INSTRUCTION: Count the lines below that contain the string "target", and reply with that number only.

THE DATA:
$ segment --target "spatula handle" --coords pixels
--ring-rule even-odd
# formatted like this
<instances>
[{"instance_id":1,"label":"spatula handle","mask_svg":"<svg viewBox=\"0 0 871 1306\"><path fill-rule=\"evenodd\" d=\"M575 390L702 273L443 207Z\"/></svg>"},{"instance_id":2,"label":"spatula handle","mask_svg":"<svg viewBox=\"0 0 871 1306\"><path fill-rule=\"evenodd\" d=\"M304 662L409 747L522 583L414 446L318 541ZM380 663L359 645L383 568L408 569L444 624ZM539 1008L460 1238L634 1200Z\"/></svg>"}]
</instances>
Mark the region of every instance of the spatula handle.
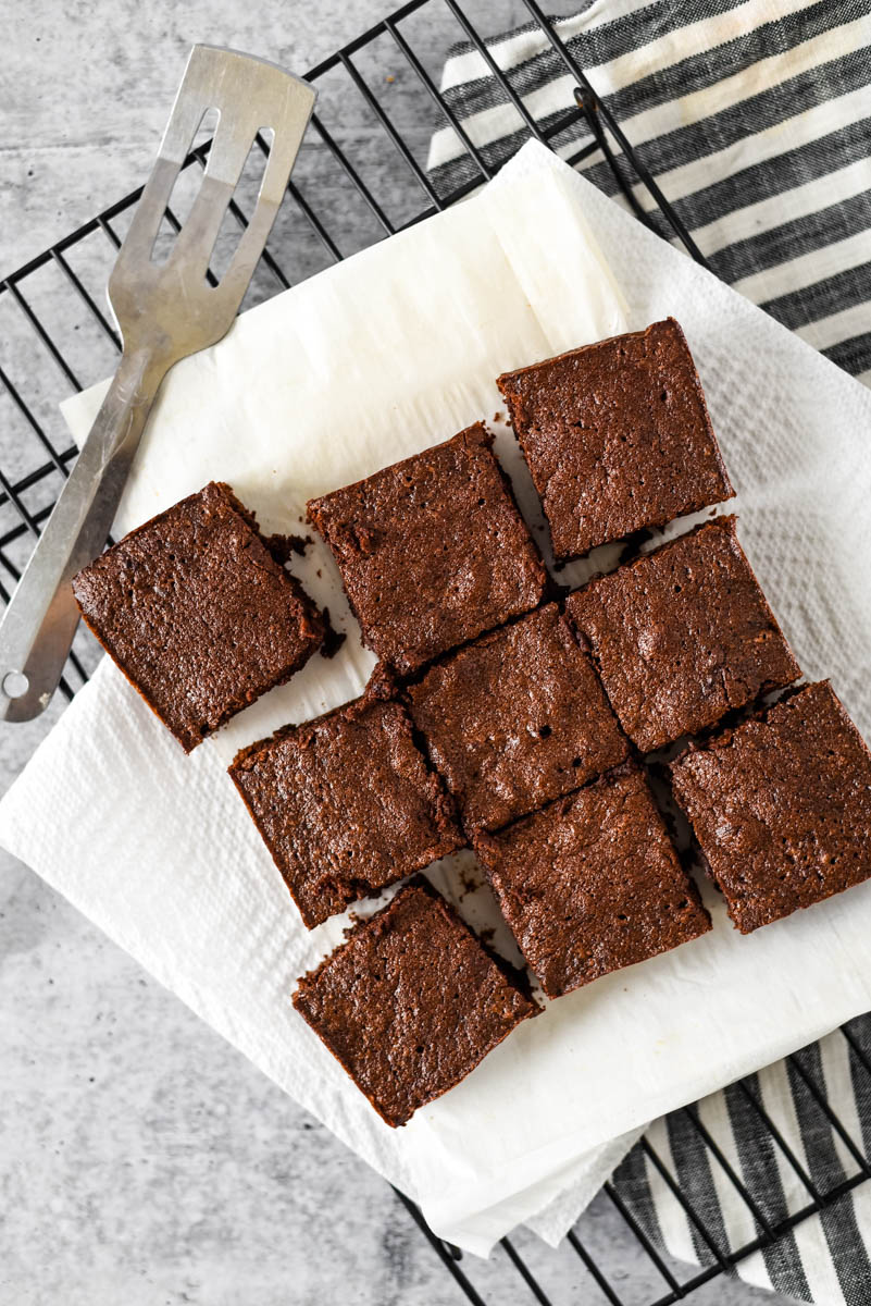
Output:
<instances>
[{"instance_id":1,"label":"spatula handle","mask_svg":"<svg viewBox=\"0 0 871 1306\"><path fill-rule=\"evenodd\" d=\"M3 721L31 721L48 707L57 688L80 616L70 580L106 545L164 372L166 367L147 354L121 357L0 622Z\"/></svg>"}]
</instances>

==

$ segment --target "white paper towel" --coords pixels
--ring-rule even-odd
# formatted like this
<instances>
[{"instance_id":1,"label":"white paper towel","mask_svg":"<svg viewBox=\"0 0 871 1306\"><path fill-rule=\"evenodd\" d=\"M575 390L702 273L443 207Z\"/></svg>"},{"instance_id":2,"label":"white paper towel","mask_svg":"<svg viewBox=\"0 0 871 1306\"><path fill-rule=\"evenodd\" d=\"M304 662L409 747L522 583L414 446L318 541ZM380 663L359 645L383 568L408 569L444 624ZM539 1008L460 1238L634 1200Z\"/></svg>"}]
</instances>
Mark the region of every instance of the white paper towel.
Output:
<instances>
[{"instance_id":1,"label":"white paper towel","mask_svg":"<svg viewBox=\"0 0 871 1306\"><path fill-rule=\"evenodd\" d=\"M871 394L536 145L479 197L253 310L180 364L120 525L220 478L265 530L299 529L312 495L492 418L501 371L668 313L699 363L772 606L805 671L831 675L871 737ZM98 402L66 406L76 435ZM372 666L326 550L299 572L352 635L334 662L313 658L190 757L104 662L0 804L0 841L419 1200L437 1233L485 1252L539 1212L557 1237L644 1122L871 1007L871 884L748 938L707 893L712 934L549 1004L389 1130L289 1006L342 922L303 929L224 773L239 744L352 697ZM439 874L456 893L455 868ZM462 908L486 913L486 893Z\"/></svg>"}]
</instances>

* * *

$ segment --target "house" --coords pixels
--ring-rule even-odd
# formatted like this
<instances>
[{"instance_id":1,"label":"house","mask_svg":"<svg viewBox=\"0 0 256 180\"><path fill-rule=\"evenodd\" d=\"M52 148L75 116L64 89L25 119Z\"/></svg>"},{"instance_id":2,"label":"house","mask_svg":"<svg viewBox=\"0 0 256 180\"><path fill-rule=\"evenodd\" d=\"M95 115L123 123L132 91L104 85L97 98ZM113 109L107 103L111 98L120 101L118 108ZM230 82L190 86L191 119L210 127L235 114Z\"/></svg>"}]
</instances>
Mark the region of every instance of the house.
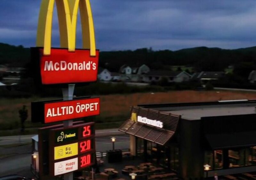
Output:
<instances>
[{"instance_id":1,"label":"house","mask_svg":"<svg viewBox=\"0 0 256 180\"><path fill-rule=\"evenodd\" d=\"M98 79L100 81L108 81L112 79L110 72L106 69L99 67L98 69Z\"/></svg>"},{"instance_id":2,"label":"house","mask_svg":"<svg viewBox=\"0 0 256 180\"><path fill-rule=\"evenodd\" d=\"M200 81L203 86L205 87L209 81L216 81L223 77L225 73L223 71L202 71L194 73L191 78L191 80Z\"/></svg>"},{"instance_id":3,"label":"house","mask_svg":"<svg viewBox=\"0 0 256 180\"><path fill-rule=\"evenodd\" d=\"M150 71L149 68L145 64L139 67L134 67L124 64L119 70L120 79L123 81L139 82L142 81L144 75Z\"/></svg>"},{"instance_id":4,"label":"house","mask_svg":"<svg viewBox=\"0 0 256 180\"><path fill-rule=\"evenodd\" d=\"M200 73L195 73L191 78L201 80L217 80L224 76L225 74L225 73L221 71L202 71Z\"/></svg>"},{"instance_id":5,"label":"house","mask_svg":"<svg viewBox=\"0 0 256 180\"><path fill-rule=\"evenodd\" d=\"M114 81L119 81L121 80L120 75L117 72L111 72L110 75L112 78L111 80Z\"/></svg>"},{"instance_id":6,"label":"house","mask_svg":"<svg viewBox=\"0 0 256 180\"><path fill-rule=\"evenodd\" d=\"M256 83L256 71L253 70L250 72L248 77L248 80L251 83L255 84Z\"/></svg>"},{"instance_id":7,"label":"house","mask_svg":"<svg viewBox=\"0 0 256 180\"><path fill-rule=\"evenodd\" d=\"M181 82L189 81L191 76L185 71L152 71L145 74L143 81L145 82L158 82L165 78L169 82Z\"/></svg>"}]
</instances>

OUTPUT OF THE TASK: 3